Source extract
Analysis: Propagation of Thermal Radiation

Note: This page is highly mathematical.

Let’s look at the equation which governs the propagation of thermal radiation through a partially-transparent medium without significant scattering.

This topic is also addressed in Chapter 8 of Petty, Grant (2006). A First Course in Radiation Physics (2nd ed.). Madison, WI: Sundog Publishing.

Propagation of radiation intensity along direction of travel

Let $L_{\nu,\Omega}$ be the intensity¹ (W sr^-1 m^-2 Hz^-1) of thermal radiation at frequency $\nu$ propagating through the medium. It is assumed that the intensity entering the medium is uniform over a plane where the radiation enters the medium. Then, the rate of change in the intensity relative to the distance traveled, $s$ , is given by the Schwartzchild equation for radiative transfer:

(1) $\begin{equation*} \deriv{L_{\nu,\Omega}}{s} = -n \sigma_\nu L_{\nu,\Omega} + n \sigma_\nu B_{\nu,\Omega}(T) \end{equation*}$

Here, $n$ is the numerical density of absorbing/emitting molecules (molecules/m³), $\sigma_\nu$ is the absorption cross section of each molecule (m²), $T$ is the temperature of the medium (Kelvin), and $B_{\nu,\Omega}(T)$ is the Planck spectrum that would be emitted by a radiating black-body.

The first term reflects absorption, while the second term reflects spontaneous thermal emissions within the medium. It has been assumed that molecular collisions are sufficiently frequent that local thermal equilibrium holds, which results in the rate of stimulated emissions being negligible. (This is the case in Earth’s troposphere.)

The solution to the Schwartzchild equation can be expressed as:

(2) $\begin{equation*} L_{\nu,\Omega}(s) = L_{\nu,\Omega}(0) - G_{\nu,\Omega}(s) \end{equation*}$

where

(3) $\begin{equation*} G_{\nu,\Omega}(s) = L_{\nu,\Omega}(0)\; A_{\nu,\Omega}(0,s) \; - \int_0^s B_{\nu,\Omega}(T(s^\prime)) \,W_{\nu,\Omega}(s^\prime, s) \,\dd s^\prime \end{equation*}$

(4) $\begin{equation*} \tau_{\nu,\Omega}(s^{\prime}, s) = \int_{s^{\prime}}^s n(s^{\prime\prime}) \,\sigma_\nu(s^{\prime\prime}) \,\dd s^{\prime\prime} \end{equation*}$

(5) $\begin{equation*} A_{\nu,\Omega}(s^\prime, s) = 1 - \exp\left[ -\tau_{\nu,\Omega}(s^{\prime}, s) \right] \end{equation*}$

(6) $\begin{equation*} W_{\nu,\Omega}(s^\prime, s) = n(s^\prime) \,\sigma_\nu(s^\prime) \, \left[ 1 - A_{\nu,\Omega}(s^\prime, s) \right] \end{equation*}$

The newly introduced quantities are:

$G_{\nu,\Omega}(s)$ — The net amount by which the incident intensity is reduced after propagating for a distance $s$ , i.e., the amount that is absorbed without this loss being compensated for by a comparable amount of emissions from within the medium.

Task brief
Please reproduce the part of the thermal radiation page that begins with "Here, $n$ is" and ends with "in Earth’s troposphere.)", swapping "troposphere" for "stratosphere".

Supplied data

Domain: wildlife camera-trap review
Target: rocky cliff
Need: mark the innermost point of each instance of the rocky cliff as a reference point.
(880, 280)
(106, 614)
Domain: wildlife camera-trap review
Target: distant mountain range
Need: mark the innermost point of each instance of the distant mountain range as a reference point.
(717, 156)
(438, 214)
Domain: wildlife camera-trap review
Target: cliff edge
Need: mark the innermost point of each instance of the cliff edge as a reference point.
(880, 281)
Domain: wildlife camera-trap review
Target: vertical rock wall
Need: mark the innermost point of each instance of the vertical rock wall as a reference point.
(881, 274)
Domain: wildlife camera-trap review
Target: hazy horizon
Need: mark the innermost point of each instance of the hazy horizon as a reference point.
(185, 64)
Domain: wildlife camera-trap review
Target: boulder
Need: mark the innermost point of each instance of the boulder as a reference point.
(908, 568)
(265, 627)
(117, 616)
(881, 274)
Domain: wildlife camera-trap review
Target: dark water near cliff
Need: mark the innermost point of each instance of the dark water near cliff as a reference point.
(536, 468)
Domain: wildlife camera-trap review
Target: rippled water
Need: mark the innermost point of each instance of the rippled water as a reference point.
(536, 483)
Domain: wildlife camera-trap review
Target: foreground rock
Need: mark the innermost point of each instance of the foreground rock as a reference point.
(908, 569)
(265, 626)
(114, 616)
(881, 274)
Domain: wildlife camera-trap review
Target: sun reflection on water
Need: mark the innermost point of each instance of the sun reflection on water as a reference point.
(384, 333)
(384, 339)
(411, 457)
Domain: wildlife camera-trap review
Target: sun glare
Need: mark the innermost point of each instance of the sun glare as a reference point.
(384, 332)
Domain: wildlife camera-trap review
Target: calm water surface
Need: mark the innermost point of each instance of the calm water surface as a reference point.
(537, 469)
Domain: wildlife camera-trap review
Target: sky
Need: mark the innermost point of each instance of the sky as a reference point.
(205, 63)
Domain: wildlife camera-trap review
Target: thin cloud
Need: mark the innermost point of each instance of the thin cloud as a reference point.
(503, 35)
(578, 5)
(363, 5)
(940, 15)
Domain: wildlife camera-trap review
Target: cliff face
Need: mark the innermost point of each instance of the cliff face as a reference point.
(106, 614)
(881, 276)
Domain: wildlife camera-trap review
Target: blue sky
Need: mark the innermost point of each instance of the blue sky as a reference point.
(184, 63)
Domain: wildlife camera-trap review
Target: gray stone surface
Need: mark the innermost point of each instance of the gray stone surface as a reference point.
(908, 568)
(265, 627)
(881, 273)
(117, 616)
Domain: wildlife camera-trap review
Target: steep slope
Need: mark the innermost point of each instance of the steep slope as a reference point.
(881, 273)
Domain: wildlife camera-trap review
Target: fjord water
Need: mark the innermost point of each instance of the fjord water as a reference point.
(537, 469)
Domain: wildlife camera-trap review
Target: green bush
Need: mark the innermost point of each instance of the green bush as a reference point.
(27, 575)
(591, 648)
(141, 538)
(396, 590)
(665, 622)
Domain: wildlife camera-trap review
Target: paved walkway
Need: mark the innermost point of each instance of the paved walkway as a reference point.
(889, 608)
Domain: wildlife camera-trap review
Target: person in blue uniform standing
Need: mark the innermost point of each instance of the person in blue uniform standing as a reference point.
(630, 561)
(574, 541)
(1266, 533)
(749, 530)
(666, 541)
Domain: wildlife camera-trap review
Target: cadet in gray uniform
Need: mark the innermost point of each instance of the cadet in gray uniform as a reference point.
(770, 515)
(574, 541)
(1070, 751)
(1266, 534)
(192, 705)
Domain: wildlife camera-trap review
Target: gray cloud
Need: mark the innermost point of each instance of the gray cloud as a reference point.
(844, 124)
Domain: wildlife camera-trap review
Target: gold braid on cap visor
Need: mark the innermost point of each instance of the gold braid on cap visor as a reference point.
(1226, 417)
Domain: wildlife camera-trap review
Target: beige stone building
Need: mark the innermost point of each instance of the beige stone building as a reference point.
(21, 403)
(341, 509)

Exercise output
Here, $n$ is the numerical density of absorbing/emitting molecules (molecules/m³), $\sigma_\nu$ is the absorption cross section of each molecule (m²), $T$ is the temperature of the medium (Kelvin), and $B_{\nu,\Omega}(T)$ is the Planck spectrum that would be emitted by a radiating black-body.

The first term reflects absorption, while the second term reflects spontaneous thermal emissions within the medium. It has been assumed that molecular collisions are sufficiently frequent that local thermal equilibrium holds, which results in the rate of stimulated emissions being negligible. (This is the case in Earth’s stratosphere.)